_WHAT YOU WILL DO:_ Copy out the entire news article about the teenager's horse riding accident, word for word.

_EXERCISE TEXT:_
A teenager who suffered some of the worst facial injuries her doctors have seen outside a war zone following a horrific horse riding accident has said she can't thank those who helped her enough.
Emily Eccles, 15, has written to the Queen asking for a knighthood for the surgeon who treated her after she was left with just one centimetre of skin keeping her jaw attached to the rest of her head.
It happened after she smashed into a gatepost while out riding her horse near Baslow, in Derbyshire, in August.
Speaking to ITV News, Ms Eccles said: "I can't thank them enough, from everybody from the first responder who was there straight away," to those who did surgery on her jaw.
"I can't put into words how grateful we are for the NHS, the Sheffield Children's Hospital and everybody was has supported me so far."
She added: "I don't remember hitting the floor or standing back up, just one minute my chin was on the post and then I was stood up looking down at what I was holding."
She admits when she looks at the images she struggles to "believe it's me because I never saw me as that, so it's surreal really".
Emily was taken to Sheffield Children’s Hospital after finding herself on the floor, holding what remained of the bottom of her face in her hands.
But consultant facial reconstructive surgeon Ricardo Mohammed-Ali rebuilt her face in a five-and-a-half hour long operation which was such a success, the teenager was back at school for the start of term, just a month after the accident.
Now, two months on, she is seeing her scars fade by the day and hoping to persuade her parents to let her ride again.
Her surgeon said he was "extremely pleased as to how she has progressed," just a few weeks on from her surgery.

Point-per-instance localization data
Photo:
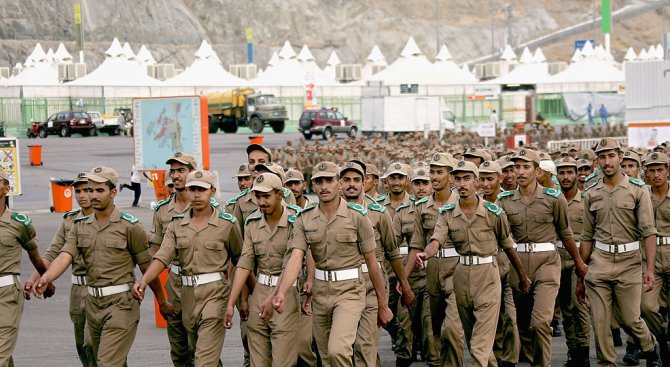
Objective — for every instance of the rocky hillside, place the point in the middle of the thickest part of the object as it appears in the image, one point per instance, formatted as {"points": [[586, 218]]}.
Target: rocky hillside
{"points": [[173, 29]]}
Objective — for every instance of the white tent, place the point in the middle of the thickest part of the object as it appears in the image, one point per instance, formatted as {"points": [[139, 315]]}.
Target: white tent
{"points": [[205, 71]]}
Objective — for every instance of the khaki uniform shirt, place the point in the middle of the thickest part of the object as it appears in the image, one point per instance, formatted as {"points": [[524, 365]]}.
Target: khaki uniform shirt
{"points": [[110, 253], [16, 232], [479, 236], [618, 217], [336, 244], [205, 250], [662, 214], [266, 249], [543, 219], [78, 266]]}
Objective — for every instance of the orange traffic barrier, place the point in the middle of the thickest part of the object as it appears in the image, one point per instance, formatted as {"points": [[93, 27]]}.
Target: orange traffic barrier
{"points": [[61, 195], [161, 323], [35, 152], [256, 139]]}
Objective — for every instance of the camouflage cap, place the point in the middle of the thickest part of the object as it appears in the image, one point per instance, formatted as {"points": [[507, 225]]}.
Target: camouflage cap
{"points": [[607, 144], [266, 182], [656, 158], [294, 175], [631, 155], [566, 162], [465, 166], [200, 178], [270, 167], [528, 155], [420, 173], [104, 174], [242, 171], [442, 160], [490, 167], [183, 158], [325, 169]]}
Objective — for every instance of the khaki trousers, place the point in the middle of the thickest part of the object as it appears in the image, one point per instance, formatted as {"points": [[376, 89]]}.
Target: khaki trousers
{"points": [[614, 282]]}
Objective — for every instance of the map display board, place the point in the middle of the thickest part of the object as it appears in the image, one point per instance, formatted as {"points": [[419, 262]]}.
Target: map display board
{"points": [[164, 126], [9, 162]]}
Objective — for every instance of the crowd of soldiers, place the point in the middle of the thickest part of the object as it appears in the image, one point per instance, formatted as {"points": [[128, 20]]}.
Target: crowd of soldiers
{"points": [[447, 246]]}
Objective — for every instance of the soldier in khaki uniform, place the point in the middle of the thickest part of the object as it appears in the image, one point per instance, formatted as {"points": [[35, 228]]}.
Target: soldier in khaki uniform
{"points": [[654, 301], [111, 244], [78, 291], [414, 325], [368, 334], [475, 228], [181, 164], [507, 345], [18, 232], [337, 234], [537, 216], [440, 268], [271, 340], [576, 320], [617, 214], [205, 241]]}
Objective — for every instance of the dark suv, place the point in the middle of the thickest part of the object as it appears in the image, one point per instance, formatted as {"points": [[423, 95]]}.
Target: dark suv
{"points": [[66, 123], [325, 121]]}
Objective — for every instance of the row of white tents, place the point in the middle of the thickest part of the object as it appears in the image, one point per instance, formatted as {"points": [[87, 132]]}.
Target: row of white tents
{"points": [[123, 68]]}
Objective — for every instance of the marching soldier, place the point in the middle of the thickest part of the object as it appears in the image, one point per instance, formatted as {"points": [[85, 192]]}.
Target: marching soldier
{"points": [[111, 244], [440, 268], [337, 234], [576, 321], [617, 214], [78, 291], [204, 240], [537, 217], [476, 228]]}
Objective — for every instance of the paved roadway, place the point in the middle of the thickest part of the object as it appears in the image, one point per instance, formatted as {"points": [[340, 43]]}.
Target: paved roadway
{"points": [[46, 334]]}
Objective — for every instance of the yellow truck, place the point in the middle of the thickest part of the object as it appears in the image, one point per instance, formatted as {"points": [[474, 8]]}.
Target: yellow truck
{"points": [[245, 107]]}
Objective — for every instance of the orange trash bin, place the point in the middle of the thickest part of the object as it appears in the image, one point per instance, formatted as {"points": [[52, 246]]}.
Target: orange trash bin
{"points": [[35, 152], [256, 139], [61, 195]]}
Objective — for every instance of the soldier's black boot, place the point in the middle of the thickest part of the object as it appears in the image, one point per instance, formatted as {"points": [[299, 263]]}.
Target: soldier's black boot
{"points": [[632, 357], [653, 360]]}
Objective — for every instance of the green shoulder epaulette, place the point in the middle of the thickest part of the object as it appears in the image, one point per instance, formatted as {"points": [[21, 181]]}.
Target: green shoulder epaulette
{"points": [[22, 218], [229, 217], [161, 203], [234, 200], [82, 218], [421, 201], [493, 208], [357, 207], [552, 192], [505, 194], [129, 218], [403, 205], [314, 205], [71, 212], [377, 207], [446, 207]]}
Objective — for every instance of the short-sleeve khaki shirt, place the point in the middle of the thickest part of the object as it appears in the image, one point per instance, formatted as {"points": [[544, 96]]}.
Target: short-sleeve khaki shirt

_RESPONSE TO THIS EXERCISE:_
A teenager who suffered some of the worst facial injuries her doctors have seen outside a war zone following a horrific horse riding accident has said she can't thank those who helped her enough.
Emily Eccles, 15, has written to the Queen asking for a knighthood for the surgeon who treated her after she was left with just one centimetre of skin keeping her jaw attached to the rest of her head.
It happened after she smashed into a gatepost while out riding her horse near Baslow, in Derbyshire, in August.
Speaking to ITV News, Ms Eccles said: "I can't thank them enough, from everybody from the first responder who was there straight away," to those who did surgery on her jaw.
"I can't put into words how grateful we are for the NHS, the Sheffield Children's Hospital and everybody was has supported me so far."
She added: "I don't remember hitting the floor or standing back up, just one minute my chin was on the post and then I was stood up looking down at what I was holding."
She admits when she looks at the images she struggles to "believe it's me because I never saw me as that, so it's surreal really".
Emily was taken to Sheffield Children’s Hospital after finding herself on the floor, holding what remained of the bottom of her face in her hands.
But consultant facial reconstructive surgeon Ricardo Mohammed-Ali rebuilt her face in a five-and-a-half hour long operation which was such a success, the teenager was back at school for the start of term, just a month after the accident.
Now, two months on, she is seeing her scars fade by the day and hoping to persuade her parents to let her ride again.
Her surgeon said he was "extremely pleased as to how she has progressed," just a few weeks on from her surgery.